PROVIDED PASSAGE ▸
*** Begin section ***

BOULDER — As is often the case, Tad Boyle's Colorado Buffaloes will almost certainly be flying under the radar when the season begins.

No surprise. With all but one member of perhaps the most impactful recruiting class in Colorado history having now moved on — including one of the Buffaloes' all-time greats, McKinley Wright IV — it is understandable to wonder what's next for Boyle's Buffs.

But those who underestimate the Buffaloes — again — will quite likely wish they had paid a little more attention to what's happening at the CU Events Center as the season unfolds.

Boyle has patiently and steadily created a foundation at Colorado that is rock solid, and he is no longer in the position where he has to rebuild after a successful season.

He simply reloads — and this year's team, while no doubt young, is loaded with potential and talent.

Clearly the Buffs have some big holes to fill as they officially open practice Tuesday. Along with Wright, a perennial all-conference performer, CU must also replace departed starters D'Shawn Schwartz and Dallas Walton, as well as reserves Jeriah Horne and Maddox Daniels.

All played key roles last year as the Buffs produced a 23-9 record, a third-place finish in the Pac-12 regular season, a runner-up finish in the conference tournament and a second-round appearance in the NCAA Tournament.

But even with the substantial turnover, Boyle believes his 12th season in Boulder could very well produce the Buffs' sixth NCAA appearance in his tenure (a number that would be seven had the Covid pandemic not cut the 2019-20 season short).

Part of the optimism so pervasive in the CU Events Center hinges around a pair of returning starters, forward Evan Battey and Elijah Parquet, two veterans who will bring immediate leadership and stability to the court. 

Other returnees include sophomore wing Jabari Walker, whose moments of brilliance last season portend bigger and better things, as well as guards Keeshawn Barthelemy, Nique Clifford and Luke O'Brien, and forward Tristan da Silva.

Barthelemy, who had a strong finish last year, is poised to step in and assume the reins at point guard. While it's unlikely the Buffs' game plan this year will be as point guard dependent as it was with Wright at the controls, Barthelemy still figures to be a central figure.

Walker has the potential to blossom into a Pac-12 force, da Silva should also be ready to take his game up a notch and Clifford and O'Brien should be ready to become regular contributors.

*** End section ***

RECORDS SHOWN ▸
*** Begin section ***

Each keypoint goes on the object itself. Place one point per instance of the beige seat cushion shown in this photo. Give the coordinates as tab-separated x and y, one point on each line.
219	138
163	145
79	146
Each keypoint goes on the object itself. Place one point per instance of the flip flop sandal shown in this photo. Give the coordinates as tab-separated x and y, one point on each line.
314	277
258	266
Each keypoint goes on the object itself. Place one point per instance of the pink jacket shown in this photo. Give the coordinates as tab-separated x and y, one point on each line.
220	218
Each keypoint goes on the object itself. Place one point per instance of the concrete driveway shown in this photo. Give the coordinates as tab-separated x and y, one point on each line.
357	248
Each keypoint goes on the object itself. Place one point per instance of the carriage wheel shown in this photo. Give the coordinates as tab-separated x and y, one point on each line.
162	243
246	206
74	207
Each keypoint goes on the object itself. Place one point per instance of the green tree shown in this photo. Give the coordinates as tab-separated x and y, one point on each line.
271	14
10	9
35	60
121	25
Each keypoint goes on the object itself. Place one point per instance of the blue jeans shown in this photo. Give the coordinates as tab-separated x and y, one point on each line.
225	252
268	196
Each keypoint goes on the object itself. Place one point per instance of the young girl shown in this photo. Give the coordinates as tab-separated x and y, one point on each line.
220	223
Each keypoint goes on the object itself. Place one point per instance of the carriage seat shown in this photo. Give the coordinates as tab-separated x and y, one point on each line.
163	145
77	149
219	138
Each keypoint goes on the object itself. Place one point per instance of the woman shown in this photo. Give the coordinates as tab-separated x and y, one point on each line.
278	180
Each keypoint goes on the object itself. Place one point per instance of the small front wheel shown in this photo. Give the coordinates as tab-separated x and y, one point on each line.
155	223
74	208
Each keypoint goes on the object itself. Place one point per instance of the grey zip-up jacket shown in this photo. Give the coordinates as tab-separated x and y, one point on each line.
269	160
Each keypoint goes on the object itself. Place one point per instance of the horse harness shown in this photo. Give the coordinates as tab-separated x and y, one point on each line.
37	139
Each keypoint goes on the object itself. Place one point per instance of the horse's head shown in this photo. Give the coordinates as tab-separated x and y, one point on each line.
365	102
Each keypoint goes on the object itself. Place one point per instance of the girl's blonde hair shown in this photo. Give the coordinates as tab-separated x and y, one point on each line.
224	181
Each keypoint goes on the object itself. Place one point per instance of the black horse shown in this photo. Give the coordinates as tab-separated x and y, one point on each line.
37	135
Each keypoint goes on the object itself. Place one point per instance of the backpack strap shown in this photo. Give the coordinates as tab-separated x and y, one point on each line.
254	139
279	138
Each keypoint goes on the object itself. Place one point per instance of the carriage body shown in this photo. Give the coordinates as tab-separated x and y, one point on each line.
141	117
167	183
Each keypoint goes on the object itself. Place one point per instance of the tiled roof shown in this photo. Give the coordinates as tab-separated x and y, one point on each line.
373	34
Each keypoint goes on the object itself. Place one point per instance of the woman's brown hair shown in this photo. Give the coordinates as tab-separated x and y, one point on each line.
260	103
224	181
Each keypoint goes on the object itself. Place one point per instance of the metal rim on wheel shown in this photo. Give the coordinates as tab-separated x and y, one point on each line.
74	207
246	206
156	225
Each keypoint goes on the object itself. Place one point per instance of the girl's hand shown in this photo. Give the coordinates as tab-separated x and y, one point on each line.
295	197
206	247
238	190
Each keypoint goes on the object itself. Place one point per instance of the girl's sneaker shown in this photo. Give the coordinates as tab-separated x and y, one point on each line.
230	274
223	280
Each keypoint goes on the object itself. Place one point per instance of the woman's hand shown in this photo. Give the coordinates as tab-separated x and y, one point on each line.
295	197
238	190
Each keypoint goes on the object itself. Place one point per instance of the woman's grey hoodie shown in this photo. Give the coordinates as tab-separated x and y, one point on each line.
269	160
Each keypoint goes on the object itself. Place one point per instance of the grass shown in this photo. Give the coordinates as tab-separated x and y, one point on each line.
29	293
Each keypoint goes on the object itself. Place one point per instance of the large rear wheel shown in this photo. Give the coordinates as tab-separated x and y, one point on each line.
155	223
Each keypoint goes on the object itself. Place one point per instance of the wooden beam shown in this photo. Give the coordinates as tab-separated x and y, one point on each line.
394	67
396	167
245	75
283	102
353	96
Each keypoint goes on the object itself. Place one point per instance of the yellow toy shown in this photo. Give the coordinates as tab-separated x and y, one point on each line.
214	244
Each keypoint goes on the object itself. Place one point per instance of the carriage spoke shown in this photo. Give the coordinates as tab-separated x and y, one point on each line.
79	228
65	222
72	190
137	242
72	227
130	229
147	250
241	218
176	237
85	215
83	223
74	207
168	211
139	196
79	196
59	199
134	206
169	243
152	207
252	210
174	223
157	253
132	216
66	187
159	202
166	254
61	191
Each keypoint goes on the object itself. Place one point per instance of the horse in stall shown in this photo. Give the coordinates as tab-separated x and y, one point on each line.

*** End section ***

WORK INSTRUCTION ▸
In the article on the Colorado Buffaloes, name every departed player whom the team must replace this season.

ANSWER BELOW ▸
McKinley Wright IV, D'Shawn Schwartz, Dallas Walton, Jeriah Horne, Maddox Daniels